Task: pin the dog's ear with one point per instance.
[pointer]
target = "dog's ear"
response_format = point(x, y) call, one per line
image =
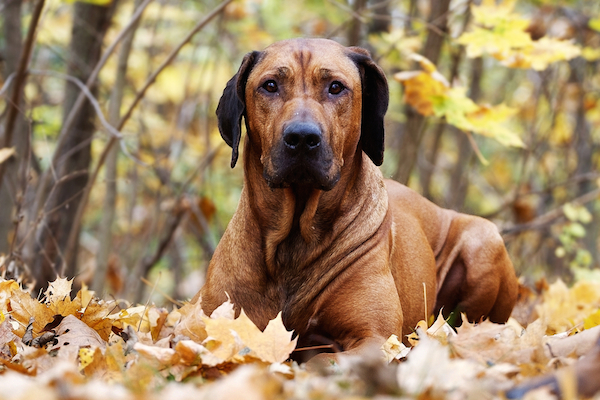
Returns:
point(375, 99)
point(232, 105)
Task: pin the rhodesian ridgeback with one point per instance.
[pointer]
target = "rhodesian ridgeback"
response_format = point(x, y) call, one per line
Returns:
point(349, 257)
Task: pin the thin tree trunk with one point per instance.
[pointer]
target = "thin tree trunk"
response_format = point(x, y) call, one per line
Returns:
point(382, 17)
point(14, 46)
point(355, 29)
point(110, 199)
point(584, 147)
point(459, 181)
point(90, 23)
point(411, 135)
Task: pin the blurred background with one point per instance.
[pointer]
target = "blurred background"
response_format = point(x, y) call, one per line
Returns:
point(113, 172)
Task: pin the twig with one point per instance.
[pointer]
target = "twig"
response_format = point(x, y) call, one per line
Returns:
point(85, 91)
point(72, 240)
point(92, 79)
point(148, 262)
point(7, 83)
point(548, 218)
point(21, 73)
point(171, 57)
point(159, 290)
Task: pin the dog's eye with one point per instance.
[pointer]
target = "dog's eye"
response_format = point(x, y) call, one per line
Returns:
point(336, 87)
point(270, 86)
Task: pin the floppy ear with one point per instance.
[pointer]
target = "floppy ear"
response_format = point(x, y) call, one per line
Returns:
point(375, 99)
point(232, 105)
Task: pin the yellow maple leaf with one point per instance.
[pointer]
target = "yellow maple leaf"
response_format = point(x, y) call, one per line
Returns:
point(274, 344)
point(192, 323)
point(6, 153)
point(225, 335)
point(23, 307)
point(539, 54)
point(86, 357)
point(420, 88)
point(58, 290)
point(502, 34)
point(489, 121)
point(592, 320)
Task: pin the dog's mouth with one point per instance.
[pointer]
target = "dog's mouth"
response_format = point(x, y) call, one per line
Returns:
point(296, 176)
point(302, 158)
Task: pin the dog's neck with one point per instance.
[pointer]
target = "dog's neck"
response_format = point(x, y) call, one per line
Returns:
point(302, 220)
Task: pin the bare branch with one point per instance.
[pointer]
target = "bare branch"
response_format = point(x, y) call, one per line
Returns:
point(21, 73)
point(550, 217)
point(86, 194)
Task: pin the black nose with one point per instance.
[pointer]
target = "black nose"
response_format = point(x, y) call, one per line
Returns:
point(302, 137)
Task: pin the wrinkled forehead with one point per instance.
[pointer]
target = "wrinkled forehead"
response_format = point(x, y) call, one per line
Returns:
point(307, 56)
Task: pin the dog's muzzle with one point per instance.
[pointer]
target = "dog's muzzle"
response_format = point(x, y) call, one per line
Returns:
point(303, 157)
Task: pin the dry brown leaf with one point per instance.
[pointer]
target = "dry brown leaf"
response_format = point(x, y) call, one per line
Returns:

________________________________________

§ Brief: Format every line of the entries above as a numbered list, skipping any blank lines. Leave the picture out of your answer.

§ Answer to the task:
1. Task: pin the dog's ear with one point per instance.
2. [pointer]
3. target = "dog's ear"
4. response_format = point(x, y) call, one per line
5. image =
6. Returns:
7. point(375, 99)
8. point(232, 105)
9. Task: pin the rhodesian ridgeback with one point per instance.
10. [pointer]
11. target = "rhodesian ridgeback"
12. response_format = point(x, y) call, one per line
13. Returns:
14. point(349, 257)
15. Task: pin the thin tree trunk with one point per instance.
16. [pointer]
17. target = "thin tree trunk"
18. response_format = point(x, y) call, one per line
19. Returns:
20. point(382, 17)
21. point(14, 46)
22. point(355, 29)
23. point(110, 199)
24. point(584, 147)
25. point(459, 181)
26. point(90, 23)
27. point(411, 135)
28. Task: pin the blurred background with one point per instance.
29. [pointer]
30. target = "blurred background"
31. response_format = point(x, y) call, one per line
32. Returns:
33. point(113, 172)
34. Task: pin the twig with one point per instance.
35. [pointer]
36. target = "twig"
37. response_format = point(x, y) call, one per line
38. Returns:
39. point(85, 91)
40. point(72, 240)
41. point(92, 79)
42. point(148, 262)
43. point(7, 83)
44. point(548, 218)
45. point(21, 73)
46. point(171, 57)
47. point(159, 290)
48. Task: pin the dog's eye with one point per instance.
49. [pointer]
50. target = "dog's eye"
51. response_format = point(x, y) call, one per line
52. Returns:
53. point(336, 87)
54. point(270, 86)
55. Task: pin the floppy ear with one point per instance.
56. [pointer]
57. target = "floppy ear"
58. response_format = point(x, y) call, one per line
59. Returns:
60. point(375, 99)
61. point(232, 105)
62. Task: pin the yellow maple leaf with one point per instance.
63. [pointer]
64. target = "yellow maple leaf"
65. response_format = point(x, y) call, one per line
66. Returns:
67. point(274, 344)
68. point(192, 323)
69. point(6, 153)
70. point(225, 335)
71. point(23, 307)
72. point(539, 54)
73. point(86, 357)
74. point(420, 88)
75. point(58, 290)
76. point(502, 34)
77. point(489, 121)
78. point(592, 320)
79. Task: pin the dog's mouth with one point per instance.
80. [pointer]
81. target = "dog's mouth"
82. response_format = point(x, y) call, one per line
83. Returns:
84. point(296, 176)
85. point(302, 158)
86. Task: pin the dog's neck with one point per instance.
87. [pointer]
88. target = "dog's neck"
89. response_format = point(x, y) call, one per line
90. Returns:
91. point(302, 220)
92. Task: pin the bare branch with one point per instance.
93. [pointer]
94. target = "bare branch"
95. response_format = point(x, y) call, one per line
96. Returns:
97. point(21, 73)
98. point(550, 217)
99. point(86, 194)
100. Task: pin the black nose with one point per instance.
101. [pointer]
102. target = "black nose"
103. response_format = point(x, y) call, one per line
104. Returns:
105. point(302, 137)
106. Task: pin the wrinkled forehead with one point per instance.
107. [pointer]
108. target = "wrinkled forehead"
109. response_format = point(x, y) call, one per line
110. Returns:
111. point(307, 56)
112. Task: pin the dog's muzzle with one point per instance.
113. [pointer]
114. target = "dog's muzzle"
115. response_format = point(x, y) call, one per line
116. Returns:
117. point(303, 157)
118. Task: pin the dry brown leaf with one point per instance.
119. [pointer]
120. target = "dry brown leaf"
121. response_format = point(x, y) call, one per line
122. Returns:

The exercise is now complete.